TASK DATA Start Marker

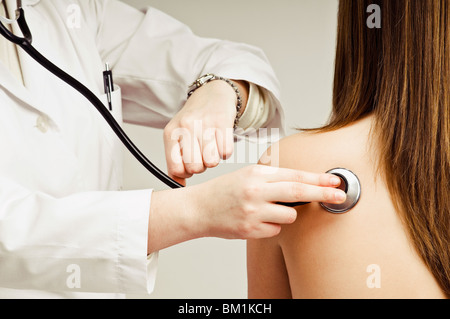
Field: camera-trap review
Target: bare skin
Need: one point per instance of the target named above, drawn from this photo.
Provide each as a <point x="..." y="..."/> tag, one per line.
<point x="365" y="253"/>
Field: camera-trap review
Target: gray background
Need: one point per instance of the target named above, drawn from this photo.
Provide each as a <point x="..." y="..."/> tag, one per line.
<point x="298" y="36"/>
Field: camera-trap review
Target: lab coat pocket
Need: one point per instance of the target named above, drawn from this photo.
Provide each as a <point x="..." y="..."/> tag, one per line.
<point x="114" y="179"/>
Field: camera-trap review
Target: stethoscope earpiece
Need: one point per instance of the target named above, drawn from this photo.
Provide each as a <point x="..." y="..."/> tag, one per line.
<point x="350" y="185"/>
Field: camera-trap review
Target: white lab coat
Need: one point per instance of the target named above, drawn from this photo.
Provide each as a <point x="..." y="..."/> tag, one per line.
<point x="65" y="226"/>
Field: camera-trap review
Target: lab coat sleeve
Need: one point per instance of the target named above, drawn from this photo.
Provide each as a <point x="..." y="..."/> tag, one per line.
<point x="88" y="242"/>
<point x="155" y="58"/>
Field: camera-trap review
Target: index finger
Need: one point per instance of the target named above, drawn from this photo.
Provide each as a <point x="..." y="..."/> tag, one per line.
<point x="291" y="175"/>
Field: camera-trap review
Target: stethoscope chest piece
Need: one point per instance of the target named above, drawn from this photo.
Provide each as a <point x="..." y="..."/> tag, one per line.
<point x="350" y="185"/>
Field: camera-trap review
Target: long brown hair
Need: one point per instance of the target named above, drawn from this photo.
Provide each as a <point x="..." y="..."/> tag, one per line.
<point x="400" y="73"/>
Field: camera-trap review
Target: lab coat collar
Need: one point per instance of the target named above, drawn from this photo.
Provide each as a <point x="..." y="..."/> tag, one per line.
<point x="30" y="2"/>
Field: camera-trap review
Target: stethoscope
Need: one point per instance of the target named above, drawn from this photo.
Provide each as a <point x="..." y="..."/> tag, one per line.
<point x="350" y="182"/>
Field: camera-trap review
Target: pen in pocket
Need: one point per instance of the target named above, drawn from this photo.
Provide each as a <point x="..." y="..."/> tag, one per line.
<point x="109" y="84"/>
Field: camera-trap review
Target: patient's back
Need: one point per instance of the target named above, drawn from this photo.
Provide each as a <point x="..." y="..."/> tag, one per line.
<point x="365" y="253"/>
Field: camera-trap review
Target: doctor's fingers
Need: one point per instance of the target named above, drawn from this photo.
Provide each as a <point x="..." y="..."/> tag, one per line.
<point x="210" y="149"/>
<point x="174" y="160"/>
<point x="276" y="174"/>
<point x="225" y="141"/>
<point x="191" y="153"/>
<point x="291" y="192"/>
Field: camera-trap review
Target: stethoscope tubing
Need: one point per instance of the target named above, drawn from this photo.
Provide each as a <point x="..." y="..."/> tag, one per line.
<point x="25" y="44"/>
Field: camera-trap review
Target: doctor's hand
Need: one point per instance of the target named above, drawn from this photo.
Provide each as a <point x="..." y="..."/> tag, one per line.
<point x="239" y="205"/>
<point x="201" y="134"/>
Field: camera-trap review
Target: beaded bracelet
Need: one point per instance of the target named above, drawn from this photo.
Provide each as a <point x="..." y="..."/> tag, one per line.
<point x="211" y="77"/>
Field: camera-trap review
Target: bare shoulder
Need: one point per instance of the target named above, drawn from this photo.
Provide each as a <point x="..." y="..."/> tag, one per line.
<point x="364" y="253"/>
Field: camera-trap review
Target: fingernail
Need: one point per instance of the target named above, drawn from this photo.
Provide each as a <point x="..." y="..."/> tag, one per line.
<point x="340" y="196"/>
<point x="335" y="181"/>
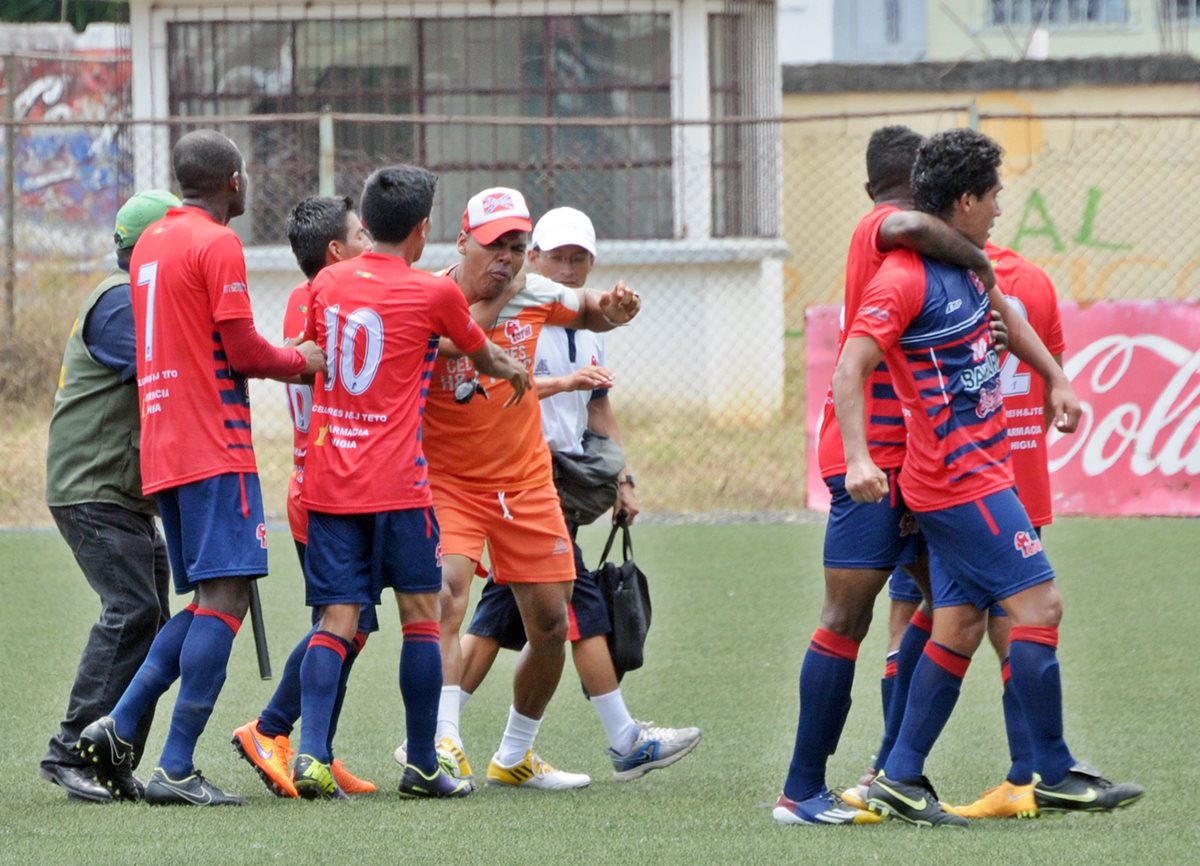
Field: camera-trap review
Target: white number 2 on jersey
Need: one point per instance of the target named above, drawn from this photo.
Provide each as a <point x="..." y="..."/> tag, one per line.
<point x="340" y="348"/>
<point x="1011" y="382"/>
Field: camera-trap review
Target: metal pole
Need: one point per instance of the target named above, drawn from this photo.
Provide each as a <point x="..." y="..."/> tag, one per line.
<point x="10" y="199"/>
<point x="325" y="163"/>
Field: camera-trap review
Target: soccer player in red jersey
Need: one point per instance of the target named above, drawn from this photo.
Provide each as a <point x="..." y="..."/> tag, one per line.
<point x="864" y="542"/>
<point x="322" y="230"/>
<point x="492" y="479"/>
<point x="366" y="487"/>
<point x="930" y="323"/>
<point x="197" y="346"/>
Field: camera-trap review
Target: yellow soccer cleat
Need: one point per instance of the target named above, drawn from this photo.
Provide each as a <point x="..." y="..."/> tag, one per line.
<point x="1006" y="800"/>
<point x="535" y="773"/>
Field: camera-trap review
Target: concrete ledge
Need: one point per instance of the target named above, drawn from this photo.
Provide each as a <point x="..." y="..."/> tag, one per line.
<point x="990" y="74"/>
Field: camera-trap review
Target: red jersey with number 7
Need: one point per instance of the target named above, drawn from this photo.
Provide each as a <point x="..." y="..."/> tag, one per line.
<point x="187" y="274"/>
<point x="1030" y="292"/>
<point x="886" y="434"/>
<point x="379" y="322"/>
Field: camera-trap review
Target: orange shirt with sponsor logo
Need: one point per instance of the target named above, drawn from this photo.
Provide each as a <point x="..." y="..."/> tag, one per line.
<point x="481" y="445"/>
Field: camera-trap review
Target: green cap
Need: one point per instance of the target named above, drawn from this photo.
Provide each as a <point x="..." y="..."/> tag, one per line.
<point x="138" y="212"/>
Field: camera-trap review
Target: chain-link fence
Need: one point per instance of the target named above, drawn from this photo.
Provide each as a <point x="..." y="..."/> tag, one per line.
<point x="711" y="380"/>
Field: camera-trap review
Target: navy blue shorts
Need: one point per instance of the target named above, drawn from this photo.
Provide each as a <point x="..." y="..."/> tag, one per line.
<point x="983" y="552"/>
<point x="352" y="558"/>
<point x="214" y="528"/>
<point x="903" y="588"/>
<point x="869" y="535"/>
<point x="369" y="617"/>
<point x="498" y="618"/>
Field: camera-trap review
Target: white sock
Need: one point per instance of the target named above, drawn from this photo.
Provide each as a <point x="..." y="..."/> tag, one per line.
<point x="617" y="722"/>
<point x="449" y="705"/>
<point x="519" y="735"/>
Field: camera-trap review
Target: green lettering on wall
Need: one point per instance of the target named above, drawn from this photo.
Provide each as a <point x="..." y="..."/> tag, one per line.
<point x="1037" y="222"/>
<point x="1085" y="238"/>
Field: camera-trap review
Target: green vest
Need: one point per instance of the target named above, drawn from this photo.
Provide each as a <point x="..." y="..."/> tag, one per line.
<point x="94" y="451"/>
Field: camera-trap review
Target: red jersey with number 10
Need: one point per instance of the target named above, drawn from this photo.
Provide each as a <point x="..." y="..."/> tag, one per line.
<point x="885" y="418"/>
<point x="187" y="274"/>
<point x="295" y="320"/>
<point x="933" y="324"/>
<point x="1031" y="293"/>
<point x="379" y="322"/>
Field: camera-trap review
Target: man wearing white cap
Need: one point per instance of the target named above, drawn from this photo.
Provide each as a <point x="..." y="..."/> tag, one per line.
<point x="574" y="385"/>
<point x="490" y="471"/>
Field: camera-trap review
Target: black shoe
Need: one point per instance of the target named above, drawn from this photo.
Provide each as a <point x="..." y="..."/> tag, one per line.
<point x="912" y="801"/>
<point x="79" y="782"/>
<point x="436" y="786"/>
<point x="1085" y="789"/>
<point x="112" y="757"/>
<point x="192" y="791"/>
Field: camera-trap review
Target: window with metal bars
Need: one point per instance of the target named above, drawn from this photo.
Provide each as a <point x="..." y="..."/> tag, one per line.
<point x="1057" y="13"/>
<point x="594" y="66"/>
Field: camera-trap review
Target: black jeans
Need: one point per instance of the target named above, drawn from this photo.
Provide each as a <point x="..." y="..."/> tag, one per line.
<point x="125" y="560"/>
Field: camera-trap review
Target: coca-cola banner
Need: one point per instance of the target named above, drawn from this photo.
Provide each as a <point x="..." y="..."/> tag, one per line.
<point x="1135" y="366"/>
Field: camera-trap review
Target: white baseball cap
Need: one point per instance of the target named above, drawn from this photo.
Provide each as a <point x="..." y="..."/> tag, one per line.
<point x="564" y="227"/>
<point x="493" y="212"/>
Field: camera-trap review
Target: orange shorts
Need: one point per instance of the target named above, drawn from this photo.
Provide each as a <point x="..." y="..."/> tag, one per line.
<point x="525" y="530"/>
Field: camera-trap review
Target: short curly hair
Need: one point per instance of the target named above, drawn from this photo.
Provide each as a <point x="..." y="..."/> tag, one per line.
<point x="951" y="164"/>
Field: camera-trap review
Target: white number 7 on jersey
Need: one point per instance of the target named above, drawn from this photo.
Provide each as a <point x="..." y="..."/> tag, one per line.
<point x="148" y="276"/>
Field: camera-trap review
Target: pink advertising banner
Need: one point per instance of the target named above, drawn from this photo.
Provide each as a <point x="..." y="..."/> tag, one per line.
<point x="1135" y="366"/>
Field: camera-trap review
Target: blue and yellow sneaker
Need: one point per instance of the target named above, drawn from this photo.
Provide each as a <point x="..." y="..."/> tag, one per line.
<point x="438" y="785"/>
<point x="819" y="810"/>
<point x="915" y="803"/>
<point x="313" y="780"/>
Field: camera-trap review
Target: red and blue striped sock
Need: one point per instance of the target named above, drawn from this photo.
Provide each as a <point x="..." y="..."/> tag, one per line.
<point x="155" y="677"/>
<point x="420" y="686"/>
<point x="283" y="709"/>
<point x="933" y="693"/>
<point x="1020" y="749"/>
<point x="912" y="645"/>
<point x="1033" y="659"/>
<point x="319" y="674"/>
<point x="357" y="644"/>
<point x="827" y="675"/>
<point x="202" y="671"/>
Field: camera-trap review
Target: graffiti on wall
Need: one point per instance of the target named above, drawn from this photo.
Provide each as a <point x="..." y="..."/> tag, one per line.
<point x="69" y="178"/>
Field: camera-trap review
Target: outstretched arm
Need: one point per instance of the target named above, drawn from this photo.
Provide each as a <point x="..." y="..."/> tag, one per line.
<point x="865" y="482"/>
<point x="936" y="239"/>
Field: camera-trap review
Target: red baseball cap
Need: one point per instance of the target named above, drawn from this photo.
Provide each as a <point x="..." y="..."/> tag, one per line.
<point x="493" y="212"/>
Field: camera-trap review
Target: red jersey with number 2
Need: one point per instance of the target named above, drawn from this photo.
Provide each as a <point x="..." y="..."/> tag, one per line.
<point x="187" y="274"/>
<point x="885" y="415"/>
<point x="379" y="322"/>
<point x="1030" y="292"/>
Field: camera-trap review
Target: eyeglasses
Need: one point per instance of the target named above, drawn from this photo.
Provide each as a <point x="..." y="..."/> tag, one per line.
<point x="465" y="391"/>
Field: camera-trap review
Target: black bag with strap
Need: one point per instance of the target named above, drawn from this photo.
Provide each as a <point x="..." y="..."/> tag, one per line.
<point x="628" y="597"/>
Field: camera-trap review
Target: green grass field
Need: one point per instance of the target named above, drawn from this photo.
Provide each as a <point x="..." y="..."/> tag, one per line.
<point x="735" y="606"/>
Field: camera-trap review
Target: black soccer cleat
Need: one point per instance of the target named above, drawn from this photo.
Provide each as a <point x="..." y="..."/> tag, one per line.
<point x="1085" y="789"/>
<point x="915" y="803"/>
<point x="112" y="757"/>
<point x="191" y="791"/>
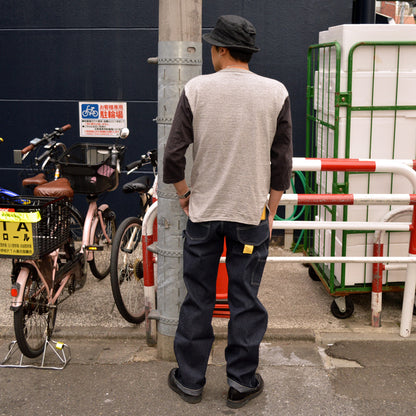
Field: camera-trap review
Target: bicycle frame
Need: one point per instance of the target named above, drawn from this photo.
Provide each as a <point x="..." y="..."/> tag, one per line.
<point x="94" y="215"/>
<point x="24" y="274"/>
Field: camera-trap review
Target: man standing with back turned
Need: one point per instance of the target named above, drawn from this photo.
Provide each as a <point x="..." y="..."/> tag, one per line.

TASK DATA End Marker

### REQUIREMENT
Among the lines of the data above, find those with the word "number" and show them.

### RESULT FOR THIS EXERCISE
Target: white number 2 on jersey
Target: red jersey with number 7
Target: red jersey with number 10
Target: white number 7 on jersey
Target: red jersey with number 2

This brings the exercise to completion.